> EXERCISE INSTRUCTIONS: Starting with the line that contains "ear. Report bounding boxes for all instances.", copy every line through the end of the data below, exactly and with nothing added.

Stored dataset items
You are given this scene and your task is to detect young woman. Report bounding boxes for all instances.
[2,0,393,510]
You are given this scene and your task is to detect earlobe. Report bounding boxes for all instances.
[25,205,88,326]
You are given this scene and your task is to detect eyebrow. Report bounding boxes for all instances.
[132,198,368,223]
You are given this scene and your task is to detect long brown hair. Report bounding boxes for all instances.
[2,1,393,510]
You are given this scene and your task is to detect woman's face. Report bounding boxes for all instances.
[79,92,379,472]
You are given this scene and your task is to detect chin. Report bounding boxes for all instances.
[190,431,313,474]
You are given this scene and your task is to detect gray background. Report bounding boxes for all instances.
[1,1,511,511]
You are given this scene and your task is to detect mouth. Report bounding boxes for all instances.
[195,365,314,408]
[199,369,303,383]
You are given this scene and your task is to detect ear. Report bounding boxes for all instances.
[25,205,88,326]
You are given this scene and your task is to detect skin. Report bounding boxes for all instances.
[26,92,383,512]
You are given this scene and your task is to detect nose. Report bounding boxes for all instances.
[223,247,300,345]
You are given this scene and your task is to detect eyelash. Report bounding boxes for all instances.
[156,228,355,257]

> OUTPUT FOR THIS EXERCISE:
You are given this scene and your task is to detect ear. Report bounding boxes for all instances.
[25,205,88,326]
You are given this scene and your task is to detect skin. Report bounding boxes for all instances.
[26,92,383,512]
You are given this scene and your task is to detect nose. Report bounding boxes for all instances.
[223,247,300,345]
You are given this scene and your task is to detect eyelash. Report bounding boxes for all instances.
[156,228,355,257]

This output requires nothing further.